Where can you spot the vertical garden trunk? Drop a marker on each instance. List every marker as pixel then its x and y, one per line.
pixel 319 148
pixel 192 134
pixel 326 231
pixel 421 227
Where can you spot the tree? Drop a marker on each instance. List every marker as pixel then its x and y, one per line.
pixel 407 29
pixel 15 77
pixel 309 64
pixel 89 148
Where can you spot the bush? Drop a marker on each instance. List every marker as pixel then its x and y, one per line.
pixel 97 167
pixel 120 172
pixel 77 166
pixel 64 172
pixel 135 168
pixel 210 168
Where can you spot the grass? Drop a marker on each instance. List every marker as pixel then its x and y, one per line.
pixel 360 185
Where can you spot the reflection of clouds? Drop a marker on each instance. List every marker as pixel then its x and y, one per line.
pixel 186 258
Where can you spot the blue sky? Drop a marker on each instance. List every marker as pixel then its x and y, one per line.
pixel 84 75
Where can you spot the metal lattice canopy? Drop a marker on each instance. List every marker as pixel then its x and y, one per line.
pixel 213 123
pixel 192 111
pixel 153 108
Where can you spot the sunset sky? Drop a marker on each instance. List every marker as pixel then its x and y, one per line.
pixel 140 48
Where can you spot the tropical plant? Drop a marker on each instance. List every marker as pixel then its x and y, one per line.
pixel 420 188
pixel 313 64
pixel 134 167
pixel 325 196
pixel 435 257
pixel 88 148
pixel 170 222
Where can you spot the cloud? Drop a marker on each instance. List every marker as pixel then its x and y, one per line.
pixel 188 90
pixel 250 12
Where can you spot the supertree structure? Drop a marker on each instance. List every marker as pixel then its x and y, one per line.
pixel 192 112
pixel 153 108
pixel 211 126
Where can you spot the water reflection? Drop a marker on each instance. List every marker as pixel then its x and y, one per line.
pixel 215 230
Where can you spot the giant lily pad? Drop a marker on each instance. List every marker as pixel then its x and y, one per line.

**What is needed:** Copy all of the records above line for line, changing nothing.

**Correct response:**
Where can you spot the vertical garden trunk? Drop a marker on each instance. List every marker as pixel then its x and y, one per line.
pixel 319 148
pixel 192 134
pixel 326 231
pixel 421 227
Where can you spot the tree? Drop a marker on each instance. List every marker as pixel then its x and y, one per line.
pixel 407 29
pixel 15 77
pixel 309 64
pixel 89 148
Where can you spot the bush? Drop a marker on each instance. List every marker as pixel then its x and y, one per line.
pixel 97 167
pixel 120 172
pixel 77 166
pixel 64 172
pixel 135 168
pixel 210 168
Where can you spot the grass? Drop a marker on each instance. List every marker as pixel then its x and y, one per line.
pixel 360 185
Where can you spot the reflection of clouds? Drop a marker on each instance. List every marker as pixel then its x and y, one per line.
pixel 186 258
Where can you spot the blue sky? Drop a marker on each instance. List every marker as pixel then its x and y, one per line.
pixel 84 75
Where can you spot the metal lattice canopy? Drop a marker on each instance. List every marker as pixel then its x and y, one per line.
pixel 213 123
pixel 192 111
pixel 153 108
Where can you spot the sunset sky? Drop a marker on each instance. List every marker as pixel then its x and y, one per line.
pixel 140 48
Where can you spot the tropical plant? Drop a marker on each instance. List every marker as pixel then its x and y, one per line.
pixel 420 188
pixel 313 64
pixel 134 167
pixel 325 196
pixel 435 257
pixel 88 148
pixel 170 222
Where can you spot the cloud? Drop a marker on each instance. List every marker as pixel then its x and y, one per line.
pixel 188 90
pixel 250 12
Where can you spot the supertree structure? Drop a marker on each instance. List every marker as pixel then its x and y, one per line.
pixel 192 112
pixel 153 108
pixel 211 126
Where can you spot the water reflection? Drop a marker on each instance. List every marker as pixel then its x and y, one per line.
pixel 215 230
Where can you spot the giant lily pad? Drop a marker on each instance. List every marker as pixel then its x and y, one per line.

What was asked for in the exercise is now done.